**Data shown**.
-- Opening Marker --
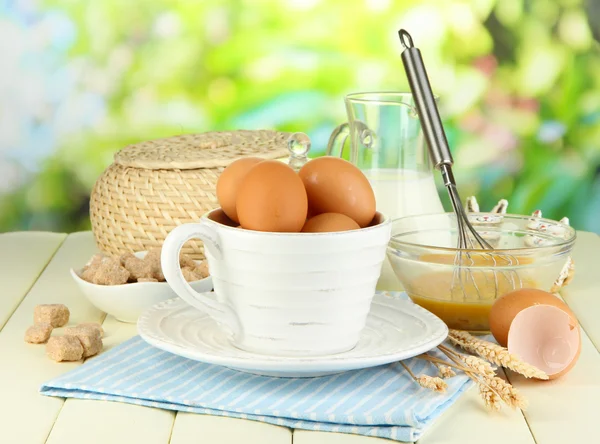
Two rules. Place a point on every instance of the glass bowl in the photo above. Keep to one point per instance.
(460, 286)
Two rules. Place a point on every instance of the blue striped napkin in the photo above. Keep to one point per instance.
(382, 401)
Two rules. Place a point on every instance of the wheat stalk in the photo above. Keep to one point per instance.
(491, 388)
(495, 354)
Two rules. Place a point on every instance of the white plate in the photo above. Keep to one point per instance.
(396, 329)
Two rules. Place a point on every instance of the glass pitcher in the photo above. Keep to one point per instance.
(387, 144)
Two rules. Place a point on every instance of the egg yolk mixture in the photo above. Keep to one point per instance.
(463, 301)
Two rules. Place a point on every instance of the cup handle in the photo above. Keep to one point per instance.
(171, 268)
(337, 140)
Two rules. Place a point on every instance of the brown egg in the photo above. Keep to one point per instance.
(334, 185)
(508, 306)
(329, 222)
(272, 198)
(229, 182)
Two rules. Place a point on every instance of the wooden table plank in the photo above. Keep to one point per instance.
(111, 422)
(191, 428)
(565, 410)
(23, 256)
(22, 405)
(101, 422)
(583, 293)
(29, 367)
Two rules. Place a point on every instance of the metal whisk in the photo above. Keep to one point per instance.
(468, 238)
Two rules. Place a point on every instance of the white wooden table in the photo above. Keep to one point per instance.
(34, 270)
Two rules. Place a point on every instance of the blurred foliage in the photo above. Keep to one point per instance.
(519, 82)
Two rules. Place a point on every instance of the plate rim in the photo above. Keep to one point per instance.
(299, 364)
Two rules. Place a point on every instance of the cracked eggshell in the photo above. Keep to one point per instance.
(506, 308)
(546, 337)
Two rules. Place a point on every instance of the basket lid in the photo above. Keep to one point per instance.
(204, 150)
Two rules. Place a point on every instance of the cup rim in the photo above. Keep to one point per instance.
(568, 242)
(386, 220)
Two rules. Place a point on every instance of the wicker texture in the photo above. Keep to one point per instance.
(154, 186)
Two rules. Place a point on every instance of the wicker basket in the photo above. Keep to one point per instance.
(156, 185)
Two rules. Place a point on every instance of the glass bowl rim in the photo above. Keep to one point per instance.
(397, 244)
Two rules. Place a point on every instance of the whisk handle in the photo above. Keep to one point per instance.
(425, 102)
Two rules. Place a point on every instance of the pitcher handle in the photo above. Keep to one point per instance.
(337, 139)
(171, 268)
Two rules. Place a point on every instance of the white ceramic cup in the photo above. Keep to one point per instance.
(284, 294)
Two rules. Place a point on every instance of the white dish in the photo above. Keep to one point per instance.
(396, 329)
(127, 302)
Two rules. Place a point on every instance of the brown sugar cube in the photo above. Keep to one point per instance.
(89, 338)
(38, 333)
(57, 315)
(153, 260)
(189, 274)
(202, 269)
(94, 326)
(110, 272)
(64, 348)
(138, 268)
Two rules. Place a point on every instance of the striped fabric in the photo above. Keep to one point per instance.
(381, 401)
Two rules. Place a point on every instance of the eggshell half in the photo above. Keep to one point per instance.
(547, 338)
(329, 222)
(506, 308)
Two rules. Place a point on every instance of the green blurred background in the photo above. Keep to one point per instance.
-- Closing Marker --
-- Opening Marker --
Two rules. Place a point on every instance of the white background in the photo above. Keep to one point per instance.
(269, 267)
-- Closing Marker --
-- Opening Marker --
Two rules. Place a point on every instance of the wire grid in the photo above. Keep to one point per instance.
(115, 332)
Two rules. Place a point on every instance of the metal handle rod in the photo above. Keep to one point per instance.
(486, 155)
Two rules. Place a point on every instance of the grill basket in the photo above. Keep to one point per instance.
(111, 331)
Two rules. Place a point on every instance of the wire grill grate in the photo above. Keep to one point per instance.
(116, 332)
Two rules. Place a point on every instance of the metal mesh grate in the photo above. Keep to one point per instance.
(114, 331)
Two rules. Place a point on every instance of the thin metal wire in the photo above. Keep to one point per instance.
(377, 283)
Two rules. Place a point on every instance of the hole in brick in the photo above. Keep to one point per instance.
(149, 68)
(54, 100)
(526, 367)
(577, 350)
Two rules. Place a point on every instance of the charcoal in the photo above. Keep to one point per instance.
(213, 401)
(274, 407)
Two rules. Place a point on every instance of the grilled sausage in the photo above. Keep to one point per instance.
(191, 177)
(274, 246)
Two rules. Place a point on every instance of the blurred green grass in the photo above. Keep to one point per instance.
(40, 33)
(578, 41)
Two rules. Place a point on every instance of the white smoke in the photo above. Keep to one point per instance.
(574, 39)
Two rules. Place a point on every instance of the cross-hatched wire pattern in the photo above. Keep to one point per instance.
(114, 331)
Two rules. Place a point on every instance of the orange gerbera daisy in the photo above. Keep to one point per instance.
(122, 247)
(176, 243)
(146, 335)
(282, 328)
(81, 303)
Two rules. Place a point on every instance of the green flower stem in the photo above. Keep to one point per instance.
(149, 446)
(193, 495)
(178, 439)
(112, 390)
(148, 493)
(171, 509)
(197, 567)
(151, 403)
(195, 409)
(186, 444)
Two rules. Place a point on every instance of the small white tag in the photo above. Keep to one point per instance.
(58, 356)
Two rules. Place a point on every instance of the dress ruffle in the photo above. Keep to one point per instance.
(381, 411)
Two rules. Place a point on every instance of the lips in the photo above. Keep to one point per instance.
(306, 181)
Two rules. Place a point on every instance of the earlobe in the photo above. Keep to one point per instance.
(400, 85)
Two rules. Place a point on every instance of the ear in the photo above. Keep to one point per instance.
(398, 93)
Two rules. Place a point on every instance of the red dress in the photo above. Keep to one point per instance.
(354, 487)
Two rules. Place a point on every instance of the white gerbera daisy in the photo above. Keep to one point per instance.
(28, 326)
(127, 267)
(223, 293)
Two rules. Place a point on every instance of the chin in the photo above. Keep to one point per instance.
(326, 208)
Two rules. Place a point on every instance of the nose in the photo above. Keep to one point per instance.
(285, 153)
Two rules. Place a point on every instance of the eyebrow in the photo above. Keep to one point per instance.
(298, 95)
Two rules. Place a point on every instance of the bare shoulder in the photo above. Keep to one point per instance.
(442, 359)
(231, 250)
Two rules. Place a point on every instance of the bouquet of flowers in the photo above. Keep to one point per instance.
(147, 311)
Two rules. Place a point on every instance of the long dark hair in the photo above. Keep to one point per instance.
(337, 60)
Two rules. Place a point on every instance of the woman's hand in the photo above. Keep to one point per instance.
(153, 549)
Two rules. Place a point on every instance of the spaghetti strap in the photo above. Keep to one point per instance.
-- Closing Marker --
**What the task requires**. Within the material above, output exactly the lines from the one with "Two rules. Place a point on every instance of the bouquet" through the one with "Two rules. Place a point on every instance of the spaghetti", end lines included, and nothing besides.

**Result of this exercise**.
Two rules. Place a point on every instance of the bouquet of flowers in the photo above. Keep to one point per instance.
(147, 311)
Two rules. Place a point on every instance of the long dark hair in the photo above. Keep to one point per instance.
(337, 60)
Two rules. Place a point on every instance of the woman's hand in the photo above. Keep to one point per instance.
(153, 549)
Two rules. Place a point on every instance of the spaghetti strap in the photo above. Keep to one point per instance.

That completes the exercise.